*** TASK INPUT ***
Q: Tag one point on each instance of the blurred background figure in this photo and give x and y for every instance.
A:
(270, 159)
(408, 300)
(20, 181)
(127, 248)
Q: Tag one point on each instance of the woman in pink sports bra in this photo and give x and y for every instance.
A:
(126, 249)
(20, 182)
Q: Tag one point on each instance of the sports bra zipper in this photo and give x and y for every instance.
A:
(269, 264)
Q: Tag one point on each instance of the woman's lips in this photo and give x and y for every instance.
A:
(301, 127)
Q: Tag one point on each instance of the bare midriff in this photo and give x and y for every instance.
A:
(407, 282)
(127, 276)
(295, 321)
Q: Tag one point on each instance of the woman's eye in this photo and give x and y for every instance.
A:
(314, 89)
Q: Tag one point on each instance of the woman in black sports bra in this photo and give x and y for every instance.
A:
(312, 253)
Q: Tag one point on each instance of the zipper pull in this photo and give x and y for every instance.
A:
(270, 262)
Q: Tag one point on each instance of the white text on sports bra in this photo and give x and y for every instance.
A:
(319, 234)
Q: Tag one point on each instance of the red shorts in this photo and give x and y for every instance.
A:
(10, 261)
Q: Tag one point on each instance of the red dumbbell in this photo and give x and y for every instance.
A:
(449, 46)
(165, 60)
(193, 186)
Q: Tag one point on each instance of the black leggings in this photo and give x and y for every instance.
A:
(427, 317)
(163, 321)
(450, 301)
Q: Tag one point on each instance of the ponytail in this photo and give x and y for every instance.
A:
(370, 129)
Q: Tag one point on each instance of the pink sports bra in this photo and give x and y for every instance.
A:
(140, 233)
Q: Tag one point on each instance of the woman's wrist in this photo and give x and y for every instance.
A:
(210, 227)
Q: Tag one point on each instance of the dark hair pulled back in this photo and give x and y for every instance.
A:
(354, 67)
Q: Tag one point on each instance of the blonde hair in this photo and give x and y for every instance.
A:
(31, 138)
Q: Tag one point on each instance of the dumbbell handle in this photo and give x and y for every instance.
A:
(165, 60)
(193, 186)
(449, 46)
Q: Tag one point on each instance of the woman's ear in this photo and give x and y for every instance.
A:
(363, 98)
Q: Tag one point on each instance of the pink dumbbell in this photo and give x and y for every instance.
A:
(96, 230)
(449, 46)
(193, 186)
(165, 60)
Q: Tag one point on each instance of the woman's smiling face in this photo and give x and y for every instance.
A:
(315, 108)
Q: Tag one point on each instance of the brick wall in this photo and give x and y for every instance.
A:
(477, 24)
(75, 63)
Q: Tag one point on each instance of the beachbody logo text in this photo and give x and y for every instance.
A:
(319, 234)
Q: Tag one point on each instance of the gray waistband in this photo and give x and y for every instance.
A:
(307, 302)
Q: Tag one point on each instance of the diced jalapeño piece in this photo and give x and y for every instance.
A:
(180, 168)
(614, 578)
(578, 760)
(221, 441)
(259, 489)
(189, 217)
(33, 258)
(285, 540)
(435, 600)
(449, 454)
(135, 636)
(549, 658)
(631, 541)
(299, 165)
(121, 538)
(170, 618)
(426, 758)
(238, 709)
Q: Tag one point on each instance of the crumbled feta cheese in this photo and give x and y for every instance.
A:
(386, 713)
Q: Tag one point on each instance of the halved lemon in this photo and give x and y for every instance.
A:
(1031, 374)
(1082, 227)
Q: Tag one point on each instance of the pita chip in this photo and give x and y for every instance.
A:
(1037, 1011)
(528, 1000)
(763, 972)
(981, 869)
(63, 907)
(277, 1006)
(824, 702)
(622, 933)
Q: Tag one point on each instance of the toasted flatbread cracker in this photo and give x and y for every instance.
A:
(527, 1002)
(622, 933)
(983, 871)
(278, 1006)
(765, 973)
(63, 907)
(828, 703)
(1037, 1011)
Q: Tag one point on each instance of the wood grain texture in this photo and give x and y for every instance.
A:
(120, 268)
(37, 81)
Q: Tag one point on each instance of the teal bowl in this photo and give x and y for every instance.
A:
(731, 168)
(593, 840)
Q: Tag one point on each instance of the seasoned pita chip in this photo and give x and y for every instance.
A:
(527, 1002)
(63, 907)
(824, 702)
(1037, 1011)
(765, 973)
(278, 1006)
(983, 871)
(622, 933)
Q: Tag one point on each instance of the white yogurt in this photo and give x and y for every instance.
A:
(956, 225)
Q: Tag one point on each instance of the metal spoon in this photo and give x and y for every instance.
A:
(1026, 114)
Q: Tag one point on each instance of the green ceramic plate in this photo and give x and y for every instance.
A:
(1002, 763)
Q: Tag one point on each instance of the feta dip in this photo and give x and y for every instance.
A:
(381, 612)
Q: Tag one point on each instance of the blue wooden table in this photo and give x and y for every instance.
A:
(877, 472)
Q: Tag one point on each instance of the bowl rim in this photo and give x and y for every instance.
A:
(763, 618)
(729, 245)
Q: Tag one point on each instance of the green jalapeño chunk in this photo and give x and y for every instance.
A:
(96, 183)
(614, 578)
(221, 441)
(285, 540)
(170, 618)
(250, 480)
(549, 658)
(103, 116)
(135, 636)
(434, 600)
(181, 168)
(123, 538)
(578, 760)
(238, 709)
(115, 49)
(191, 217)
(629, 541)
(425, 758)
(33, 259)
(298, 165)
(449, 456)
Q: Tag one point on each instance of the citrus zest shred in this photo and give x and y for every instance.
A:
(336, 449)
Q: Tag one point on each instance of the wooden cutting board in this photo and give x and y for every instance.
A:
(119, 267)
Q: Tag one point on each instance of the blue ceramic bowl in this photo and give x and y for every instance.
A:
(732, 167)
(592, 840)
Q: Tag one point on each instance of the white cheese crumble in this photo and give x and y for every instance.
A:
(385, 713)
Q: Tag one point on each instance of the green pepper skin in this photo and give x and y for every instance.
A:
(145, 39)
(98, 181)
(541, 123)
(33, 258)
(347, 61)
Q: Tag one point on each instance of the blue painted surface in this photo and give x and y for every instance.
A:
***
Please copy each line of the material that contains the word "dumbbell".

Q: Tag one point on each instance of the red dumbbell in this photo and give x and y for every instance.
Q: Tag one point on each instance of the dumbbell handle in this photo and give x and y for every instance.
Q: Tag one point on each instance of the pink dumbbell in this photo and give x and y for every instance.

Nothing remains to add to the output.